**What you should do**
State how many lines of the records below contain the string "cabinet". Respond with the number alone.
<<<<
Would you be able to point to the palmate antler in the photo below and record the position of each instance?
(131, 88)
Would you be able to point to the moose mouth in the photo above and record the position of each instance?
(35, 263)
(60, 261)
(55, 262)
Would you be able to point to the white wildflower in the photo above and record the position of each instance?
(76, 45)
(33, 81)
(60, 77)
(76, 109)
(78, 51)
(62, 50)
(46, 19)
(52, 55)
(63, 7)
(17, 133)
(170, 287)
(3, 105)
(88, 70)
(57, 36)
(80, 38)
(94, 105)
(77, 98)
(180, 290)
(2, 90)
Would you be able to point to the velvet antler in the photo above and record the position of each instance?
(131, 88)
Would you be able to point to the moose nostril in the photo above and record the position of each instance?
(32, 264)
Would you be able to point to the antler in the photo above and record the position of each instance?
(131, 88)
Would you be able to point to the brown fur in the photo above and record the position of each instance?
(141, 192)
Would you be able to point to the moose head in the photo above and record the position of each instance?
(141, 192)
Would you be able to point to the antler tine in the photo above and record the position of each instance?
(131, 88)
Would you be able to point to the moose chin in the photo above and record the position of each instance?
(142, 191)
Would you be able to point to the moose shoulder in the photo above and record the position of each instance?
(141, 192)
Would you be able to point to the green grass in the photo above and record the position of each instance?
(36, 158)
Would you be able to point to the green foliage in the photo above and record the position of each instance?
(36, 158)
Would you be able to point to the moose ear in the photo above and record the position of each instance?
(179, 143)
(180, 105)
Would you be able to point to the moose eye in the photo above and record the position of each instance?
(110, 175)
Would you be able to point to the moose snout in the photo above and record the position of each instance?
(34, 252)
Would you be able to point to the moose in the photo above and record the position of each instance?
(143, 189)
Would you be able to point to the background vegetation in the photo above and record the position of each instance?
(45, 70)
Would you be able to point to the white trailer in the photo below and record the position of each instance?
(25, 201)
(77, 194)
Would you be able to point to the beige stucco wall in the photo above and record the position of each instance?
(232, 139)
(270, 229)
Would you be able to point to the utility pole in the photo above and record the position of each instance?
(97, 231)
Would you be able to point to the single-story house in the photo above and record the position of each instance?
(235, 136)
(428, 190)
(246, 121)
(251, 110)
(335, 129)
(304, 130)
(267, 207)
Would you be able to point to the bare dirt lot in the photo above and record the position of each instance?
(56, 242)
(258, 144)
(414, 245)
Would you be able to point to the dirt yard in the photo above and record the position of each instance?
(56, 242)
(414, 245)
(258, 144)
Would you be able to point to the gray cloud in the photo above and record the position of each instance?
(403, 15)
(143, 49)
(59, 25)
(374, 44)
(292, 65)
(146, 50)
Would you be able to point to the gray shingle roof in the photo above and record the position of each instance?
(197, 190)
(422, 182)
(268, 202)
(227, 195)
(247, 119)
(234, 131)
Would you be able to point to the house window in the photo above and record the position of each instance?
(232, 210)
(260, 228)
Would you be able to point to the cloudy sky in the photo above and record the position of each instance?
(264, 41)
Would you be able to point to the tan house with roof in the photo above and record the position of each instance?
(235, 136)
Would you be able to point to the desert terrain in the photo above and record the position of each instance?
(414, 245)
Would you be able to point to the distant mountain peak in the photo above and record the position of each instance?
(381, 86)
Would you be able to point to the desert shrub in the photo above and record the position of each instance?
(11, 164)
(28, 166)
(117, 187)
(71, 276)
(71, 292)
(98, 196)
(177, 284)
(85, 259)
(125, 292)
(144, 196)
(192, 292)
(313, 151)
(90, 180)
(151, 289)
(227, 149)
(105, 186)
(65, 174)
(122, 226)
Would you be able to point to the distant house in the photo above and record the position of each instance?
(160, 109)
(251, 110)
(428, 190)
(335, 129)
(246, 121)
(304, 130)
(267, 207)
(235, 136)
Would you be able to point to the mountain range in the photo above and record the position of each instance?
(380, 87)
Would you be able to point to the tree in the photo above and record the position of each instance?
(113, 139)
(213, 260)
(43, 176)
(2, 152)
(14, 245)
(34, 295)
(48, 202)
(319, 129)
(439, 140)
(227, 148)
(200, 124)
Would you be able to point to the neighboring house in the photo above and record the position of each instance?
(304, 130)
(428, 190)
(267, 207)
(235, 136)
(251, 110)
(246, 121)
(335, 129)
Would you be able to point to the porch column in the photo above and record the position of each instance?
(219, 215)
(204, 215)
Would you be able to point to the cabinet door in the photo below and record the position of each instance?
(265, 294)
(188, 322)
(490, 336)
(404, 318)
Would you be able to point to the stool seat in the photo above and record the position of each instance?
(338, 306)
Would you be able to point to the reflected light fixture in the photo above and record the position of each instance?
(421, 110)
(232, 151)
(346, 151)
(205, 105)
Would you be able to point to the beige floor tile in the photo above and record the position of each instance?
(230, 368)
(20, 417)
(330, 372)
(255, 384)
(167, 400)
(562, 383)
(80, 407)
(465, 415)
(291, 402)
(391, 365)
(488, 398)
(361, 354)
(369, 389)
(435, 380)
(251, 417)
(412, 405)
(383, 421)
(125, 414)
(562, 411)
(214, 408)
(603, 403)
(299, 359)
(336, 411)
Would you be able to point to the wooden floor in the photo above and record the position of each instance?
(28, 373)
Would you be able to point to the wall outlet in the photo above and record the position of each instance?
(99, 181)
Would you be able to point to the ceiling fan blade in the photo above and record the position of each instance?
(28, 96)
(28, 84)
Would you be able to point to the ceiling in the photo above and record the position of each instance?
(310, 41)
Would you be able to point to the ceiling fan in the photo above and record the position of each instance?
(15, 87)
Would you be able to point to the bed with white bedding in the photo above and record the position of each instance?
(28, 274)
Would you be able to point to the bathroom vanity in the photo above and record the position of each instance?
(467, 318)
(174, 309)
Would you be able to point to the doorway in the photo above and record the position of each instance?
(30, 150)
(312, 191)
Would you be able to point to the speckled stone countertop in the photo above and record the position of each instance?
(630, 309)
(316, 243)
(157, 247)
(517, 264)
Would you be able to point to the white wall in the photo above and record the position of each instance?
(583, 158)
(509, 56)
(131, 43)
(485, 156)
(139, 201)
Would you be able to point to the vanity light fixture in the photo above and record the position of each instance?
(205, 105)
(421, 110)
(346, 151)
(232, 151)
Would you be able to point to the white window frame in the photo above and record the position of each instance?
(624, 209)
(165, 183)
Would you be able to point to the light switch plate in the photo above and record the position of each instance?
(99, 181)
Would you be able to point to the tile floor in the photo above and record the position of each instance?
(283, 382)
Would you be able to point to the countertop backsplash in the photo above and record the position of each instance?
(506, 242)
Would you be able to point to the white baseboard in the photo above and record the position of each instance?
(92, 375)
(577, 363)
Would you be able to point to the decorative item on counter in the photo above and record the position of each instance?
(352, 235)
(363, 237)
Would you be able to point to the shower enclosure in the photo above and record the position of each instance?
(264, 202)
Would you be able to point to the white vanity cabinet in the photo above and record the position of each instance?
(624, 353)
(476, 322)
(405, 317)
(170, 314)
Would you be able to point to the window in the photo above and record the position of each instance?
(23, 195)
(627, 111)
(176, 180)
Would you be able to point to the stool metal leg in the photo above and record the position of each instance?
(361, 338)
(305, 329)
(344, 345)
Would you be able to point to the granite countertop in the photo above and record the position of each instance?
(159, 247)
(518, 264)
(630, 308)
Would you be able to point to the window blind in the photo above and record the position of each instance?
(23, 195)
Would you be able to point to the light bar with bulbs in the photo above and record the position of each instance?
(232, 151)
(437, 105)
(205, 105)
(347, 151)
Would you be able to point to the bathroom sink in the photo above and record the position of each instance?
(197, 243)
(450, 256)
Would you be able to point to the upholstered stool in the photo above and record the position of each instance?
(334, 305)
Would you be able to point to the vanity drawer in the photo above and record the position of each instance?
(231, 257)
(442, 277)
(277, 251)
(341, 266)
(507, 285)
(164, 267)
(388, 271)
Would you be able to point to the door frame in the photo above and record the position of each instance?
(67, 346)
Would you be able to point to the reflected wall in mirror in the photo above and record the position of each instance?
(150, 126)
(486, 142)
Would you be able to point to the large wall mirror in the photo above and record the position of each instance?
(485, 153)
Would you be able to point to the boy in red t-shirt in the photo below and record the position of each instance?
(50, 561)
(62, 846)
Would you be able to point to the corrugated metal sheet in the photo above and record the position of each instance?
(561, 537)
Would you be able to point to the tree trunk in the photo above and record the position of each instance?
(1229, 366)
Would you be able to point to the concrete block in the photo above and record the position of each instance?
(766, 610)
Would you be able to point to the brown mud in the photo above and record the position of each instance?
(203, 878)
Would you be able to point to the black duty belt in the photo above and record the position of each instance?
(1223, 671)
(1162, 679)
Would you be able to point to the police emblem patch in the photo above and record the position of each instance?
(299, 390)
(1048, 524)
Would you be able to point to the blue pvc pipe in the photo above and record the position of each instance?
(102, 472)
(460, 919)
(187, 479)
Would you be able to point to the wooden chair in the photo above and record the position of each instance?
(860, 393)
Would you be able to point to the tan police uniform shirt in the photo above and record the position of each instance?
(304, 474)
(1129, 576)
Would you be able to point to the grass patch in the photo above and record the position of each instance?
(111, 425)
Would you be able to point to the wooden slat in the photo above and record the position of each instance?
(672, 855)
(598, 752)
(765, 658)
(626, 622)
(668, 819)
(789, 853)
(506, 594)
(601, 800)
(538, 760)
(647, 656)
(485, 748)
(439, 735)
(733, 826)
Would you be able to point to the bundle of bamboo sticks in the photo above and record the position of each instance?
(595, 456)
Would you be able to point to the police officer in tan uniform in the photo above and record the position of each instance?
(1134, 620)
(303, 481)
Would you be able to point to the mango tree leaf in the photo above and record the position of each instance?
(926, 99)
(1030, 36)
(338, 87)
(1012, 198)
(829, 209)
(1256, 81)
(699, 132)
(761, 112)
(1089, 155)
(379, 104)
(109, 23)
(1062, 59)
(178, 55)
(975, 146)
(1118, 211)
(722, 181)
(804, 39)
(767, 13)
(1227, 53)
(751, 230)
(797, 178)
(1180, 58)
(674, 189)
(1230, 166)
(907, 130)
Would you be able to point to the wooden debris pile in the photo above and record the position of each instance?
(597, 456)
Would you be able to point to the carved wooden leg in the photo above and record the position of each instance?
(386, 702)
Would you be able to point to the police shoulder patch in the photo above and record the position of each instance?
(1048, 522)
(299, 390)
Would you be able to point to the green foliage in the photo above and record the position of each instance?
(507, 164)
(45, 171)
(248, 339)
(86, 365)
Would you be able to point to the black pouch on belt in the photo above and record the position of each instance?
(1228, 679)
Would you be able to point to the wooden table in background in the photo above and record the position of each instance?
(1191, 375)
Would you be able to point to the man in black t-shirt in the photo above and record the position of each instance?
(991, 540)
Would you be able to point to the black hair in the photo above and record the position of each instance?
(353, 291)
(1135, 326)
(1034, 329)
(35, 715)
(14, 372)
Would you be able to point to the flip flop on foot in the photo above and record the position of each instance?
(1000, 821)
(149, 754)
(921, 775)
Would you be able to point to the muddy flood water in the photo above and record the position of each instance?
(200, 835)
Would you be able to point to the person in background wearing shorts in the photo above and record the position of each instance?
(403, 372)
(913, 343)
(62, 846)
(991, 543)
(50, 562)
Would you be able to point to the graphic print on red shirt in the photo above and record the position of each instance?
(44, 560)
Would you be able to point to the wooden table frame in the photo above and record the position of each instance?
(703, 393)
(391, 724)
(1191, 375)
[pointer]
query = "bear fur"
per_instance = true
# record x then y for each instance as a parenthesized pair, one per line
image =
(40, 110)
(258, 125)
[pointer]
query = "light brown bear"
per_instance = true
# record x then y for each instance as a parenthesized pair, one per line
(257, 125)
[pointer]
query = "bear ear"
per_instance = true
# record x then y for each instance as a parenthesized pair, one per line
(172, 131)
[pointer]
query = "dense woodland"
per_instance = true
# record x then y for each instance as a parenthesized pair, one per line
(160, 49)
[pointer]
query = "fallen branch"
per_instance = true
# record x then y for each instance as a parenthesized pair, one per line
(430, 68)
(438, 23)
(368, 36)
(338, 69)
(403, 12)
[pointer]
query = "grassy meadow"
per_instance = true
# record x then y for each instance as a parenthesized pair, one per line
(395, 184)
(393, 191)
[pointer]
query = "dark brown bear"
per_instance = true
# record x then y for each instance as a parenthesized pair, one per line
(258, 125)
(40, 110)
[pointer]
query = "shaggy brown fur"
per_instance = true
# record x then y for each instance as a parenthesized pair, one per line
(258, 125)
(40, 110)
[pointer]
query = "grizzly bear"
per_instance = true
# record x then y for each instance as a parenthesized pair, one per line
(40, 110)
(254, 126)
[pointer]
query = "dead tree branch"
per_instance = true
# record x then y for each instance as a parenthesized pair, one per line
>>>>
**Exercise response**
2